- **Task brief**: Can you copy the lines word for word, starting at the line that contains "Where can you spot the short" and ending at the last line below?

==================================================

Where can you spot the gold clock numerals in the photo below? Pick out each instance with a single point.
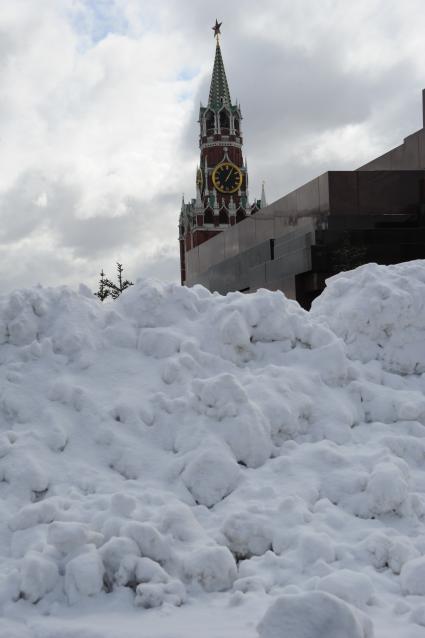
(199, 179)
(227, 177)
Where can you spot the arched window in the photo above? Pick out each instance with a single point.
(240, 215)
(210, 122)
(208, 217)
(223, 217)
(224, 121)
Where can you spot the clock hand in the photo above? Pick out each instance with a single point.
(230, 172)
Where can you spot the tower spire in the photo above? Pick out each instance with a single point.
(219, 89)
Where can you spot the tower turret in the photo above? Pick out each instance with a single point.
(222, 177)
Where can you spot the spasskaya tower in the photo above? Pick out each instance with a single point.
(222, 175)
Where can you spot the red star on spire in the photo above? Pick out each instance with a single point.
(216, 28)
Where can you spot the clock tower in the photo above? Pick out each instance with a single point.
(222, 174)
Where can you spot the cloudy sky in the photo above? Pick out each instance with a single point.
(98, 115)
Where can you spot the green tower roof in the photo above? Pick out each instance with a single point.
(219, 89)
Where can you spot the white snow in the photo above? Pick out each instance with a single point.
(198, 464)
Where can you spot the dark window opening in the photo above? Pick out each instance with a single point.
(210, 121)
(224, 122)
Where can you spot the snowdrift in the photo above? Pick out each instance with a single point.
(177, 449)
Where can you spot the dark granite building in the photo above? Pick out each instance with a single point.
(335, 222)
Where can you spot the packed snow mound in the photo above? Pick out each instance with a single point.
(176, 444)
(379, 311)
(313, 615)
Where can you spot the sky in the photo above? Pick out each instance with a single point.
(99, 105)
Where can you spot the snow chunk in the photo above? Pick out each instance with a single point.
(313, 615)
(211, 476)
(134, 570)
(247, 534)
(156, 594)
(353, 587)
(387, 488)
(149, 541)
(83, 576)
(38, 576)
(314, 547)
(413, 576)
(214, 568)
(379, 312)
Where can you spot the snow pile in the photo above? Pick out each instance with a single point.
(379, 312)
(177, 444)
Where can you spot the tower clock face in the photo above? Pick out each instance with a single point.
(227, 177)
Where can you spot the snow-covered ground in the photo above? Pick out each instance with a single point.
(180, 464)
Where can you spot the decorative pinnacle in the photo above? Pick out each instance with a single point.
(216, 29)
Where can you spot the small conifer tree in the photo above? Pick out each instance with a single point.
(108, 288)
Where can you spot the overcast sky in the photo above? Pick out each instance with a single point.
(99, 104)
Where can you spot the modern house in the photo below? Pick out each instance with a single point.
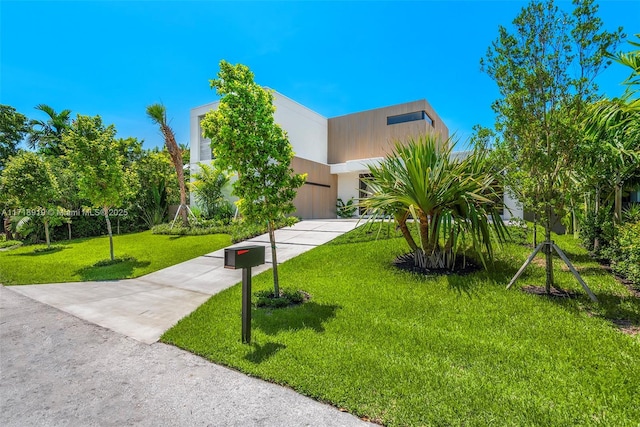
(334, 152)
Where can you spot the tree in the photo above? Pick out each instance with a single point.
(447, 198)
(13, 128)
(157, 177)
(99, 160)
(158, 113)
(545, 72)
(46, 136)
(610, 152)
(245, 138)
(31, 186)
(208, 184)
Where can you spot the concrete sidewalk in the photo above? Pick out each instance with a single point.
(58, 370)
(144, 308)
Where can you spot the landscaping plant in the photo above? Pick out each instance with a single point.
(447, 198)
(246, 139)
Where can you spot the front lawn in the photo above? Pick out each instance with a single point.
(73, 261)
(405, 350)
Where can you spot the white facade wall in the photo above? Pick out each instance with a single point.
(349, 186)
(307, 130)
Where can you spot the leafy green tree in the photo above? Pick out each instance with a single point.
(208, 184)
(29, 184)
(13, 128)
(157, 177)
(447, 198)
(245, 138)
(46, 136)
(545, 72)
(98, 158)
(158, 113)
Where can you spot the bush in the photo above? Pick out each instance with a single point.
(598, 227)
(266, 299)
(625, 252)
(346, 210)
(239, 230)
(518, 231)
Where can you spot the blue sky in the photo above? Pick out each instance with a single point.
(115, 58)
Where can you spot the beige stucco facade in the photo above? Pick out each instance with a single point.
(333, 152)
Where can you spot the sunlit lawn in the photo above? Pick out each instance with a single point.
(72, 261)
(407, 350)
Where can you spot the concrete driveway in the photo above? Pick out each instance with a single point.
(144, 308)
(58, 370)
(61, 363)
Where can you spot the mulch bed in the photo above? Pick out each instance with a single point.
(405, 262)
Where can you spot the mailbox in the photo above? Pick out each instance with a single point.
(243, 257)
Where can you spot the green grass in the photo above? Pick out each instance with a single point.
(406, 350)
(73, 261)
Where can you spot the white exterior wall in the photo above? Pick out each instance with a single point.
(512, 207)
(307, 130)
(349, 186)
(199, 146)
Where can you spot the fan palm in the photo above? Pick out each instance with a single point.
(158, 114)
(46, 136)
(451, 201)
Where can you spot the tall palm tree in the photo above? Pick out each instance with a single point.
(451, 201)
(158, 114)
(46, 136)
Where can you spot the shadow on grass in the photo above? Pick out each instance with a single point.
(261, 353)
(120, 270)
(616, 308)
(43, 251)
(309, 315)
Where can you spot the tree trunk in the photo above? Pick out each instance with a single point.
(617, 216)
(401, 219)
(7, 228)
(106, 218)
(548, 253)
(596, 239)
(274, 259)
(183, 196)
(46, 231)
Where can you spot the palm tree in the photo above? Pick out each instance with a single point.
(208, 184)
(46, 136)
(451, 201)
(158, 114)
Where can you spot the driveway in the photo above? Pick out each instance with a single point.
(88, 356)
(56, 369)
(145, 307)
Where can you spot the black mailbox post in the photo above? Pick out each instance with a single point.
(245, 257)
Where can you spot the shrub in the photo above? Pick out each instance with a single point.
(625, 252)
(287, 297)
(346, 210)
(597, 227)
(239, 230)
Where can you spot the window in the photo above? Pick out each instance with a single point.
(409, 117)
(364, 190)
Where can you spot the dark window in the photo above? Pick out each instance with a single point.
(364, 190)
(409, 117)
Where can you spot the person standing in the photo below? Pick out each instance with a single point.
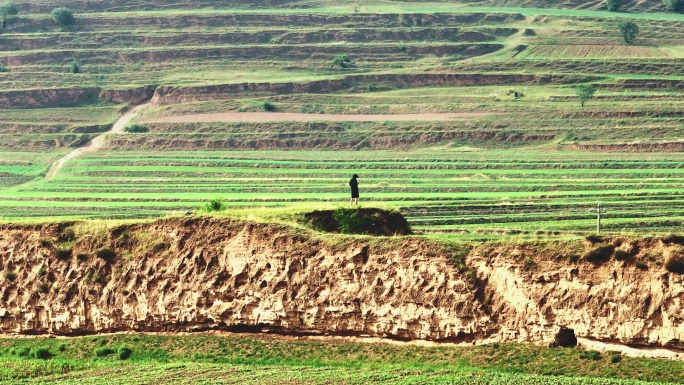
(354, 184)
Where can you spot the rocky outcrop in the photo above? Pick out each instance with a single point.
(186, 274)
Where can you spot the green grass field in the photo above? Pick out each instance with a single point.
(211, 359)
(505, 168)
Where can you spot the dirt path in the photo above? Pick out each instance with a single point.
(96, 143)
(295, 117)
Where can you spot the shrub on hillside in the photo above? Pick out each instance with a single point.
(41, 353)
(584, 92)
(215, 204)
(75, 66)
(104, 351)
(7, 11)
(590, 355)
(628, 31)
(62, 16)
(20, 352)
(136, 128)
(615, 357)
(342, 61)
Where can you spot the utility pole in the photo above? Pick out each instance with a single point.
(599, 211)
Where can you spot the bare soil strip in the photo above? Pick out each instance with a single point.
(258, 117)
(96, 143)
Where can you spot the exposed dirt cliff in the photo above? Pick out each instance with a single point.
(184, 274)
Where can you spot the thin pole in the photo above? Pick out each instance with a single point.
(598, 219)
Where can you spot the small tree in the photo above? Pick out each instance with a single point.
(613, 5)
(674, 5)
(628, 31)
(342, 61)
(584, 92)
(7, 11)
(215, 204)
(62, 17)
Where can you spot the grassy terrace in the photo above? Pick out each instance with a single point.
(536, 164)
(213, 359)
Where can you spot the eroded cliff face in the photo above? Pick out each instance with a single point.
(187, 274)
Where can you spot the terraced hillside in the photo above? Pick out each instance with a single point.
(246, 105)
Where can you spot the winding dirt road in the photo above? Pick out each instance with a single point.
(257, 117)
(96, 143)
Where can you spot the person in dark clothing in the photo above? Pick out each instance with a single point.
(354, 184)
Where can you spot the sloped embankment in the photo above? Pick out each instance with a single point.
(185, 274)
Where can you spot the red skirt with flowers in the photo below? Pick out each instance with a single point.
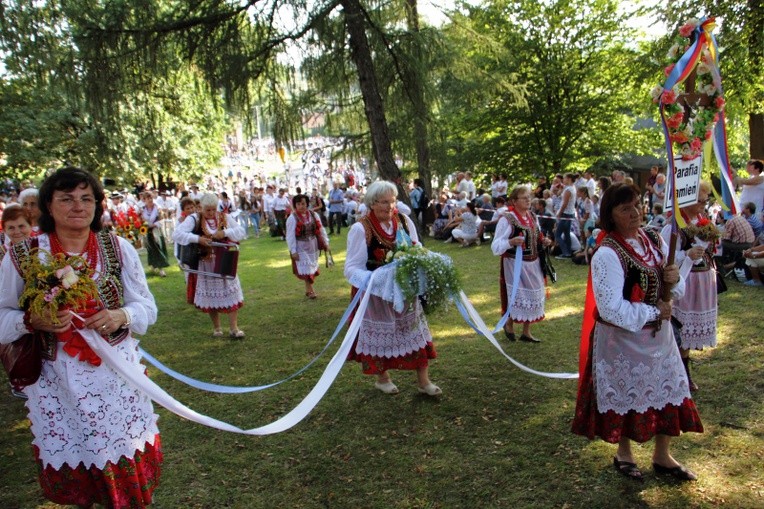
(128, 483)
(373, 365)
(611, 427)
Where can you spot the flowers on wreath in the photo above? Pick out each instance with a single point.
(704, 230)
(60, 282)
(130, 225)
(688, 136)
(419, 268)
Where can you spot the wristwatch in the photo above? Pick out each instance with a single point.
(127, 323)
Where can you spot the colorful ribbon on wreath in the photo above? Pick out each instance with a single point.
(680, 72)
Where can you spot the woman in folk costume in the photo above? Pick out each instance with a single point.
(156, 249)
(95, 436)
(213, 295)
(519, 227)
(695, 313)
(306, 238)
(632, 385)
(387, 339)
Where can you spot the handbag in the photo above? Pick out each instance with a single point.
(22, 360)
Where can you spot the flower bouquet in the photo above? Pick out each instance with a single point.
(130, 226)
(704, 230)
(688, 131)
(420, 272)
(59, 283)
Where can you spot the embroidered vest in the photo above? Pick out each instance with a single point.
(109, 283)
(305, 230)
(706, 261)
(641, 278)
(377, 246)
(531, 233)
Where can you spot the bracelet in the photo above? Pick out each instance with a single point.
(127, 323)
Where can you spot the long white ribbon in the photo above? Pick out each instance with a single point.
(134, 374)
(479, 325)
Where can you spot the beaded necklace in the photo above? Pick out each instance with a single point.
(648, 259)
(90, 253)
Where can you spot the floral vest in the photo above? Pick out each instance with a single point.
(376, 244)
(109, 283)
(642, 283)
(531, 234)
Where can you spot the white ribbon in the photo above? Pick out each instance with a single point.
(482, 328)
(134, 374)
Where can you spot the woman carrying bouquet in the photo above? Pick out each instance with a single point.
(519, 227)
(213, 295)
(694, 314)
(95, 437)
(387, 339)
(306, 238)
(157, 250)
(632, 385)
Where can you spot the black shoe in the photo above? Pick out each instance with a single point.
(630, 470)
(680, 473)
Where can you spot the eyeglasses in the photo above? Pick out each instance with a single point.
(68, 201)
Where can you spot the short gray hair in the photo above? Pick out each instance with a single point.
(208, 200)
(26, 193)
(377, 190)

==================================================

- **Solution to this problem**:
Where can you spot the short gray hair in the photo above? Pick out each instance with a single point.
(208, 200)
(26, 193)
(377, 190)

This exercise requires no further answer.